▸ DOCUMENT TEXT:

[Start of section]

Using this approach, we can evaluate how to obtain immediate benefits for participants of the cohort and their families. Examples of tier 1 conditions for which genetic testing is recommended in healthy people at high risk (for example to due to family health history) include hereditary breast and ovarian cancer syndrome (BRCA mutations), ;, Lynch syndrome, associated with increased risk of colorectal cancer; and familial hypercholesterolemia, associated with increased risk of premature heart disease. An estimated 2 million people in the US have one of these conditions and most are not aware of their risk. Once identified, there are evidence-based interventions that can significantly reduce their risk. The challenge lies in how to identify these individuals in the population. This cohort of million or more people would be expected to include thousands of undiagnosed, unrecognized patients with these 3 disorders alone, who can be identified through genomic sequencing and clinical data. These individuals and their relatives can take advantages of interventions to reduce their risk—an immediate health impact from this study.

[End of section]

▸ INFORMATION SUPPLIED:
[Start of section]

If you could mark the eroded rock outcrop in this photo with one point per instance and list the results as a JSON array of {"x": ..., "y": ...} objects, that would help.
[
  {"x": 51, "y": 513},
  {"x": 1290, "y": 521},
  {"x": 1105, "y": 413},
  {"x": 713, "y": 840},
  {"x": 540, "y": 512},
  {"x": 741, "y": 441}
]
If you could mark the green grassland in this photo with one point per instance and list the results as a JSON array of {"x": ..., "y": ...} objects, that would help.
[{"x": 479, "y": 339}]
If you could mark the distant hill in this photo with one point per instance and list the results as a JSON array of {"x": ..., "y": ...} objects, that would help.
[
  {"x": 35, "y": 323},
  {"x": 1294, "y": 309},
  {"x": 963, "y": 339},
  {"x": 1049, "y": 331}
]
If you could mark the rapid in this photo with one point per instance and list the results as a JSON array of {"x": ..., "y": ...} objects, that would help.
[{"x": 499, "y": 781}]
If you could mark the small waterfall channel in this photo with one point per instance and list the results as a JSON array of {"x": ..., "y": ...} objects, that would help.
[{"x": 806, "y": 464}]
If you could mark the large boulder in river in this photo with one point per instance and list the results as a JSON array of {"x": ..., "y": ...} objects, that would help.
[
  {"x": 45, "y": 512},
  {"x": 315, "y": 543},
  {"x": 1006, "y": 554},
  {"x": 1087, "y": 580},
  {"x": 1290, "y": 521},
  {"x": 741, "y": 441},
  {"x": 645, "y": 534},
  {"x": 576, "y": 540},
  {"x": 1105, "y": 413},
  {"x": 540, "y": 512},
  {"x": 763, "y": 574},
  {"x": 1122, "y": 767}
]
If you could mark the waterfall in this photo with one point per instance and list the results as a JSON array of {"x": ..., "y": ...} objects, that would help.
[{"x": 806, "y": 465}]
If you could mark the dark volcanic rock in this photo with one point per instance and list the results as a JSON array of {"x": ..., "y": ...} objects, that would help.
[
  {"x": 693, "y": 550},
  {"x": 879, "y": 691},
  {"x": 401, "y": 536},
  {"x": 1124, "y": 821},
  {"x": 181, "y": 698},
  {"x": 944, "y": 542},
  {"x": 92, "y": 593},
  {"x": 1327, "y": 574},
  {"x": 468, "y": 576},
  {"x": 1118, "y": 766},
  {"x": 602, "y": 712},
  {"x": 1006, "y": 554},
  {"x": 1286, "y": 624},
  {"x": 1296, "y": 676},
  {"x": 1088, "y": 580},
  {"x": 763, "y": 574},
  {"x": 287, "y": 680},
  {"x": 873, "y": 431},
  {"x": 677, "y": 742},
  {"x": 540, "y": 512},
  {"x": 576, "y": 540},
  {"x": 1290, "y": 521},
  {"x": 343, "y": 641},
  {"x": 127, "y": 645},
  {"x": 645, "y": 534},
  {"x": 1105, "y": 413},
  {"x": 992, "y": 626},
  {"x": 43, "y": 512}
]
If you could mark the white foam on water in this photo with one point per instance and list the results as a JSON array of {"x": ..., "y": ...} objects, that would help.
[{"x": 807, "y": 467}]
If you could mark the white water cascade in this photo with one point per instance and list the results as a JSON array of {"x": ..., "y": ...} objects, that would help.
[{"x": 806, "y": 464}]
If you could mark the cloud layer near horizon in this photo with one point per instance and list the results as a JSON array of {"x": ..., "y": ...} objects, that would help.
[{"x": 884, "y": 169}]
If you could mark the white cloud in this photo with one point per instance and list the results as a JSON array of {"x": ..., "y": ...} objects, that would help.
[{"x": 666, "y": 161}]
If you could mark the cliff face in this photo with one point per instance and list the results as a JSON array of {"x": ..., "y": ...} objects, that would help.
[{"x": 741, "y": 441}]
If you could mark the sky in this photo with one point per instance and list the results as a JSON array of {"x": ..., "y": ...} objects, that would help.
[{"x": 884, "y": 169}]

[End of section]

▸ ASSIGNED TASK:
According to the passage on tier 1 genetic conditions, which condition is associated with increased risk of premature heart disease? You won't need the data for this.

▸ RESPONSE TO THIS TASK:
Familial hypercholesterolemia.